**PROBLEM DESCRIPTION:** Each line of the records that includes "sample" should be found and copied.
··· AVAILABLE RECORDS ···
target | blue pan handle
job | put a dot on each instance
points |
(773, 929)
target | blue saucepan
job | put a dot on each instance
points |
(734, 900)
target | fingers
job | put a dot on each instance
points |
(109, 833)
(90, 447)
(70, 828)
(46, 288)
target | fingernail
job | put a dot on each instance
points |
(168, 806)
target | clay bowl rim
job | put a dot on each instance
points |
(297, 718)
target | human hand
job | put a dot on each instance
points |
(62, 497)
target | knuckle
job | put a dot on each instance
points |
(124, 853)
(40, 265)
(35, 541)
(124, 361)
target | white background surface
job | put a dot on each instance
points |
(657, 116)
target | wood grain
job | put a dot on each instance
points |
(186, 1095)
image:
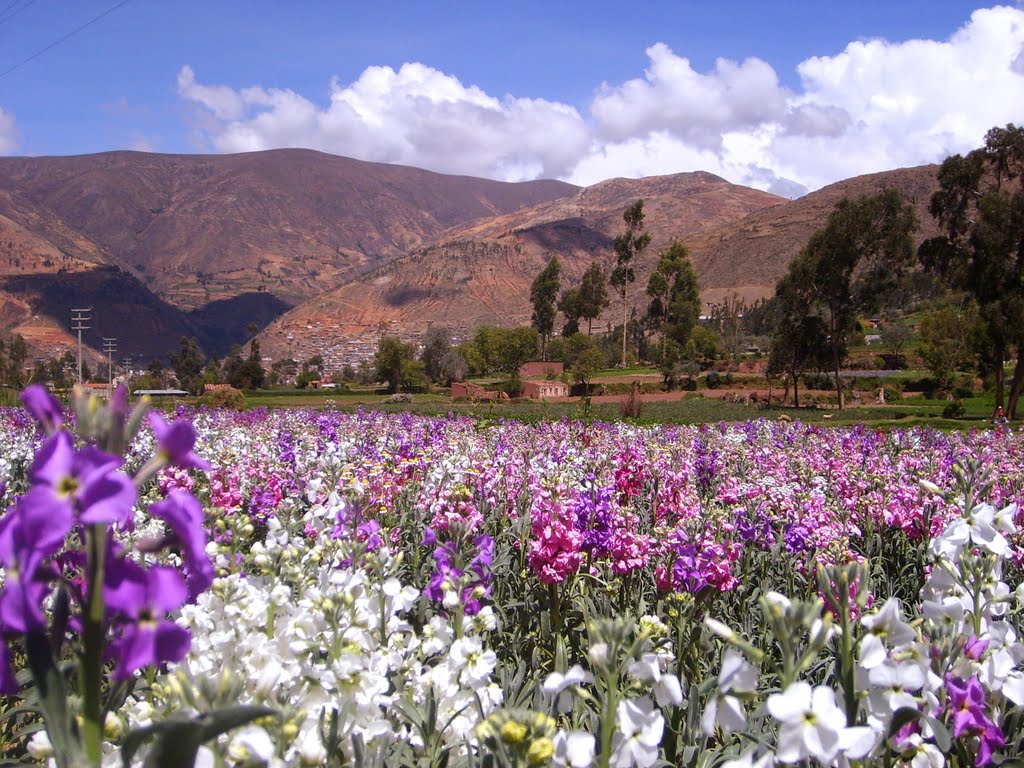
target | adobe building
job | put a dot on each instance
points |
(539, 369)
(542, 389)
···
··· AVAILABLE RECORDS ···
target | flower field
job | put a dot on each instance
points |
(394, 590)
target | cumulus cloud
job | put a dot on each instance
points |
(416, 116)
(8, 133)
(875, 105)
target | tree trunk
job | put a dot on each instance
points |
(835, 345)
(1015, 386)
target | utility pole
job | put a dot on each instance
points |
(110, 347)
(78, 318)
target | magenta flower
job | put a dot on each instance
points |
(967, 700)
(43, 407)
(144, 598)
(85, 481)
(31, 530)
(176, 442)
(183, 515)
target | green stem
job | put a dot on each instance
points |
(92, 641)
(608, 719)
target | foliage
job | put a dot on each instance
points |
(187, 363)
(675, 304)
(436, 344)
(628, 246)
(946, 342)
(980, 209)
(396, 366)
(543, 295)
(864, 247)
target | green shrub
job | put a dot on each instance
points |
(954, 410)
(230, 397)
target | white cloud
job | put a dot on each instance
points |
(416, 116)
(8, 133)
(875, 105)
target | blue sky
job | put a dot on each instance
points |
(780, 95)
···
··· AVAILABLE RECORDS ···
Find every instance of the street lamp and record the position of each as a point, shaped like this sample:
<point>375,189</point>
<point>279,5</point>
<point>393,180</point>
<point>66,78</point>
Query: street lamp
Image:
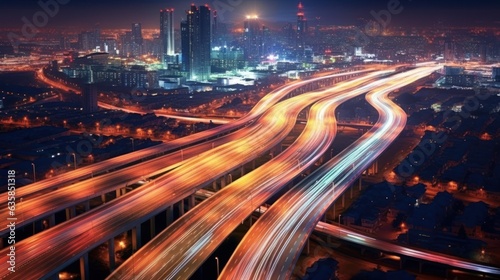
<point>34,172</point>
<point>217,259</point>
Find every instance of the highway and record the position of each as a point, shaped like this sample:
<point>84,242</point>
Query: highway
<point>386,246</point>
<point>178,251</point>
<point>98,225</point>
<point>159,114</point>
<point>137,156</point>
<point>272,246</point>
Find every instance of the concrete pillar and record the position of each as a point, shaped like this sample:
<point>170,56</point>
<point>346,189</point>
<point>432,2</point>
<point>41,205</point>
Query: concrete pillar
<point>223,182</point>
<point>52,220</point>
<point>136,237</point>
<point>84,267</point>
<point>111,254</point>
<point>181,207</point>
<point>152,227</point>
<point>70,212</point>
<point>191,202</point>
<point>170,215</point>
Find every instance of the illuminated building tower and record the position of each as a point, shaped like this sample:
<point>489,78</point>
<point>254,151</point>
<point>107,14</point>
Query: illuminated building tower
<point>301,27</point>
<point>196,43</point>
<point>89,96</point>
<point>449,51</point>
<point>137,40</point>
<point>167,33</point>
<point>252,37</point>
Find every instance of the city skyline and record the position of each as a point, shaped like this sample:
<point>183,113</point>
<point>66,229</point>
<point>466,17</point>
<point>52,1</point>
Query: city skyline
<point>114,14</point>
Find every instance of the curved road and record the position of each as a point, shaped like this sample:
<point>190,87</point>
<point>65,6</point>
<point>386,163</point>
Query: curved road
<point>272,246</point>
···
**WRITTEN RESPONSE:**
Find every instance of the street lamp and record the position of each as a point, shaped like this sample:
Find every instance of the highway and record the position of each as a point, shaped like this sample:
Find every instance of the concrete pillar and record the position of each as a point, shaped like this sample:
Find every instance of the illuminated building tower and record the position of each as a point, shaped like this sample:
Find every instance of the city skyline and record the position of each as a point, shaped like this sample:
Find every instance of the curved road and record the position of each as a point, shaped like this sample:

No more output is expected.